▶ REQUIRED TASK
Could you copy, word for word, only the lines from the one containing "of the background" through the last line of the records below, both included?

________________________

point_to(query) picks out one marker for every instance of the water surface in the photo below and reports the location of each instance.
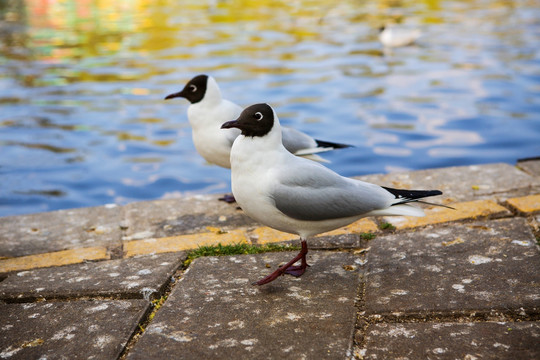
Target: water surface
(83, 121)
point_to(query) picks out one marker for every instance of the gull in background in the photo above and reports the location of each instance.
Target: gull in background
(298, 196)
(396, 36)
(208, 110)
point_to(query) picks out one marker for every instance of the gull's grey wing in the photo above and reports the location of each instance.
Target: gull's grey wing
(295, 140)
(313, 192)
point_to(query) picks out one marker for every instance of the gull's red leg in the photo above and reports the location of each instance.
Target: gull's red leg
(288, 268)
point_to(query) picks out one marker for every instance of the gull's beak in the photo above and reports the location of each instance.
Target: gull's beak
(231, 124)
(172, 96)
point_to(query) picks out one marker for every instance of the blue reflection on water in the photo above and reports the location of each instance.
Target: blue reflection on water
(83, 121)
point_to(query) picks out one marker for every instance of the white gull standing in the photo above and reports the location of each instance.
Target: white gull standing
(298, 196)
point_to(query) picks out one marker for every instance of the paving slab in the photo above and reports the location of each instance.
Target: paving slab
(464, 183)
(468, 341)
(530, 166)
(215, 312)
(68, 330)
(171, 217)
(141, 277)
(60, 230)
(476, 266)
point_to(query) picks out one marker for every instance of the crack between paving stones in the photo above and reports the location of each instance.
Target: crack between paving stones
(493, 315)
(146, 320)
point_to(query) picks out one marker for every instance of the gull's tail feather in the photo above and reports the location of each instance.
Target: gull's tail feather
(403, 197)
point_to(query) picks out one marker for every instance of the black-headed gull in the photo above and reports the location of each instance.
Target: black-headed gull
(299, 196)
(208, 110)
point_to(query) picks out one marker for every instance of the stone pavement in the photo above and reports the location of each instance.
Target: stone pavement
(112, 282)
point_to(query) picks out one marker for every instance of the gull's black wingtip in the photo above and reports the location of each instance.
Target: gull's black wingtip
(411, 195)
(329, 144)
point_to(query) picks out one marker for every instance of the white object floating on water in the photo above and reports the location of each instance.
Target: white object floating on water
(395, 36)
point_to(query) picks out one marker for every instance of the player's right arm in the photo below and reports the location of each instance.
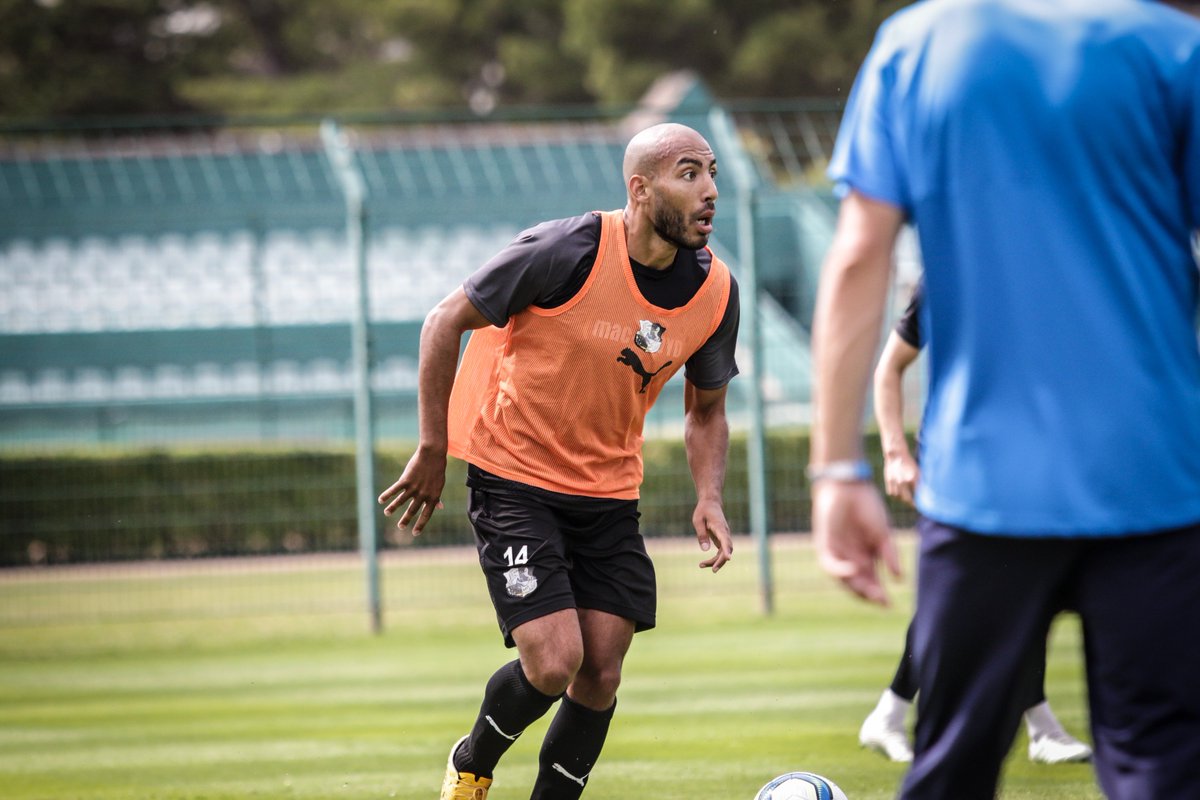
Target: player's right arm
(900, 470)
(421, 482)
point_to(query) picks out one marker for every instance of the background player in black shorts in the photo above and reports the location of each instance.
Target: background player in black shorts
(576, 325)
(885, 729)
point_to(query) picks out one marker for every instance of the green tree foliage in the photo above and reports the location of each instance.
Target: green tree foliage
(76, 58)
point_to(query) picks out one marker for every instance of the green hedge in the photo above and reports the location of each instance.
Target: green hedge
(118, 505)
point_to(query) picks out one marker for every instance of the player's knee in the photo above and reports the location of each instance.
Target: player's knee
(553, 671)
(595, 685)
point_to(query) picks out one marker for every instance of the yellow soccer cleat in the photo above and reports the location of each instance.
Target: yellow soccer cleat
(462, 786)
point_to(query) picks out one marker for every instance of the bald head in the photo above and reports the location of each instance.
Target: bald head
(658, 145)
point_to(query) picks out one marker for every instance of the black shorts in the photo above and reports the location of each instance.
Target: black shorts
(543, 552)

________________________

▶ OUTPUT BELOW
point_to(query) picks out one marker for every instance of the background player in black shorts in the photo above and reports the location of each instance.
Target: background player in black shorts
(576, 325)
(885, 729)
point_to(query) picks out one marker for every instance of the green tree foliage in the photo above and reports the location of each instance.
Target: green tree foliage
(76, 58)
point_to(query) picks out one marker for every instance of the green hedge in the photo above and reports the location of each instance.
Target: green hedge
(118, 505)
point_to(query) picks out one marker for every instance of the player's knee in the photo above and reports the location of each instance.
Target: player's knee
(553, 671)
(595, 685)
point_to(query) picks out one marker for every instance of the yellow soccer cleat in the photo above and reports the location of each instance.
Target: yellow soccer cleat
(462, 786)
point_to(query) picks out one marker for every instance of the bald head in the photo above and reports the location of each instance.
Target: bald head
(658, 145)
point_to(query) picks out one marker for every instance of the black shorts in the photo above and reports the location of each instance.
Target: black shorts
(543, 552)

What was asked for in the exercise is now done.